====== Information ======
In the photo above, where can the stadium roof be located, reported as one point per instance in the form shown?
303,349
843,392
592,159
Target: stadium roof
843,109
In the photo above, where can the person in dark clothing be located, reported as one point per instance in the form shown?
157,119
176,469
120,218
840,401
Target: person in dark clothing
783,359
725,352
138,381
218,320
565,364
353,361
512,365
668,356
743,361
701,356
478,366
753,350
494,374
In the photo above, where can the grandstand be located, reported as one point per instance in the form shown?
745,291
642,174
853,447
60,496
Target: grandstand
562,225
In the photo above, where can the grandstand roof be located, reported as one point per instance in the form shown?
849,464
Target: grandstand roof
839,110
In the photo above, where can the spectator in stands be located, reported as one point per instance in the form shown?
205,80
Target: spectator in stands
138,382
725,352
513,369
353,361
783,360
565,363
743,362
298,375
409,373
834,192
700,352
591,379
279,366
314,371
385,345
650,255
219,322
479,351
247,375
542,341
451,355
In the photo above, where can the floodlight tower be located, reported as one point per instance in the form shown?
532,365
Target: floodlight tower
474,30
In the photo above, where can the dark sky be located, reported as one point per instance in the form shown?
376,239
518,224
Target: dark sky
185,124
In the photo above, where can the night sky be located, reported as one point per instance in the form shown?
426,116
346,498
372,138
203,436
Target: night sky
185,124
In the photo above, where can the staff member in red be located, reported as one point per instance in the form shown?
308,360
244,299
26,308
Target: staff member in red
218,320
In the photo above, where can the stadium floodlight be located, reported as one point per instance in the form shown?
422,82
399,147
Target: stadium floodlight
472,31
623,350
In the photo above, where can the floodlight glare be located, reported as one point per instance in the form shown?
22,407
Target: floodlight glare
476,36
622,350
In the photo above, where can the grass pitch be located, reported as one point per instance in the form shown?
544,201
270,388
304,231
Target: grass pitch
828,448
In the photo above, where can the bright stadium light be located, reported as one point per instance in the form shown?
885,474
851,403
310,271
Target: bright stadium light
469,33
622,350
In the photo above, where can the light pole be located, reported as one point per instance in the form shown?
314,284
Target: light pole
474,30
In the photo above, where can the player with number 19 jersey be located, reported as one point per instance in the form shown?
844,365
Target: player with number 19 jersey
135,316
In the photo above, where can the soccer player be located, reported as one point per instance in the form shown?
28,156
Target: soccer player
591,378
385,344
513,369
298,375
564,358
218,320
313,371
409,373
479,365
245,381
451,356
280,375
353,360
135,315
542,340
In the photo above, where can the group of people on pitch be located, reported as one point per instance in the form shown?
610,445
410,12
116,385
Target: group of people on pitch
======
Problem: Could you repeat every record above exactly as it stands?

Output for this exercise:
In the photo above, where can the stadium roof be located, reported as one point per instance in the form shown?
303,349
843,392
592,159
Target: stadium roof
843,109
In the photo above, where can the person in dark clothing be located, reported as one point per instance in the form shown?
157,119
176,469
120,218
840,401
Target: person in dark clothing
783,359
725,352
138,381
218,320
565,364
353,361
512,365
668,356
743,361
701,356
478,366
753,350
494,374
In the photo above, where can the grandstand be located, reported as one point per instance in the form shown?
745,291
642,174
853,447
60,496
Target: grandstand
562,225
In the photo above, where can the grandstand roof be located, reported as one point per instance in the form shown?
849,464
Target: grandstand roof
839,110
In the photo above, where can the spectator in stands be located, reported as one point per instance in the form shown?
205,80
Target: spectator in stands
138,382
725,352
513,369
353,361
783,360
565,363
743,362
298,375
409,373
834,192
700,352
591,379
279,366
314,371
385,345
650,255
219,322
479,351
247,375
542,341
451,355
In the photo above, where can the floodlight tower be located, reported as one point per instance in the form shown?
532,365
Target: floodlight tower
474,30
In the photo above, where can the dark sky be located, reported as one point per instance in the form shown?
376,239
518,224
Target: dark sky
185,124
In the photo above, where can the night sky be located, reported as one point per instance in the form shown?
426,116
346,498
372,138
203,436
Target: night sky
185,124
In the photo above, where can the staff member in red be located, reported as one point per instance in the form shown?
308,360
244,299
26,308
Target: staff member in red
218,320
In the photo above, where can the stadium floodlight be located, reported as one point per instance in the form shown?
422,82
399,147
Target: stadium floodlight
472,31
623,350
In the photo above, where can the floodlight glare be located, reported as one point per instance in the form shown?
22,407
Target: floodlight glare
476,36
622,350
In the photo above, where can the grass pitch be located, reported as one point per instance in the form shown?
544,201
270,388
304,231
Target: grass pitch
828,448
In the photo above, where can the bright stadium light be located, reported as one point per instance in the form shown?
885,474
851,403
310,271
Target: bright stadium light
469,33
622,350
In the photo above, where can the light pole be located, reported as one point per instance in the form shown?
314,284
Target: light pole
474,30
In the photo above, where can the player with number 19 jersey be located, reported as one point per instance in the form shown?
844,365
Target: player with number 19 jersey
135,316
In the photo above, where can the soccer player be located, reported as one point per instance in the form shown?
28,156
Target: soccer player
591,378
385,344
513,369
298,375
564,358
218,320
313,371
409,373
479,365
245,381
451,356
280,375
353,360
135,315
542,340
In the photo above, where can the group of people on pitch be located, reported as one point per instance in the form shown?
610,445
410,12
116,385
Target: group of people on pitch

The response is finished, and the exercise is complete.